→ Stated exercise: In each of the entries below, swap "instance" for "occurrence" and give the lines again with nothing else altered. Omit the pictures from your answer.

■ ■ ■ ■

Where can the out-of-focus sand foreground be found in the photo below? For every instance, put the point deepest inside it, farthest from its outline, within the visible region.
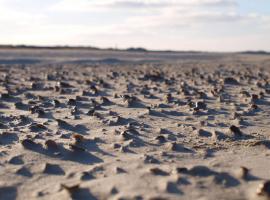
(92, 124)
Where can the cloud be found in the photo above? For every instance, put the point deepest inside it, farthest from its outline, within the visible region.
(86, 5)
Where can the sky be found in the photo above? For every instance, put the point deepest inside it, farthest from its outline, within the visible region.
(204, 25)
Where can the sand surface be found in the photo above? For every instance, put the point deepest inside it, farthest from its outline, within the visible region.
(77, 124)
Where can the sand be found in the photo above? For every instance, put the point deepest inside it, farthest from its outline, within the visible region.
(78, 124)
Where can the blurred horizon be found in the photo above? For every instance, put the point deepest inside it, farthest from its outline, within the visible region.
(177, 25)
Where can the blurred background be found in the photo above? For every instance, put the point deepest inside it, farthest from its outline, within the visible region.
(205, 25)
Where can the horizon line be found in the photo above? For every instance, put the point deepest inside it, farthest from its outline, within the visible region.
(130, 49)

■ ■ ■ ■

→ Finished task:
Where can the out-of-focus sand foreground be found in the photo below? For every occurrence, put the point deepest inside it, farthest from its outline, within the visible region.
(92, 124)
Where can the cloud be found in the photo above? For every occurrence, put the point deepest inside it, farthest from its outline, within the visible region.
(86, 5)
Where can the sky be found in the photo above? For every occurrence, put the point deepest inside it, farthest from its outline, within the visible region.
(204, 25)
Where can the sand surface be found in the photo above? For every occurrence, put the point deepest inside it, farthest from its outline, within the visible region.
(77, 124)
Where can the sand be found in the photo above? For every occurrence, put the point deepest inside it, farthest from its outline, within the visible region.
(78, 124)
Where can the blurred horizon be found in the photo above? For every occurrence, put the point deepest inside it, farthest from its outline, within the visible region.
(177, 25)
Where can the blurred background be found in the photo above? For every occurrence, put the point deepest inside it, farthest from its outline, within the visible region.
(205, 25)
Where can the horizon line be found in the photo above? For every occurrence, put the point deepest inside it, farthest from its outline, within the visible region.
(130, 49)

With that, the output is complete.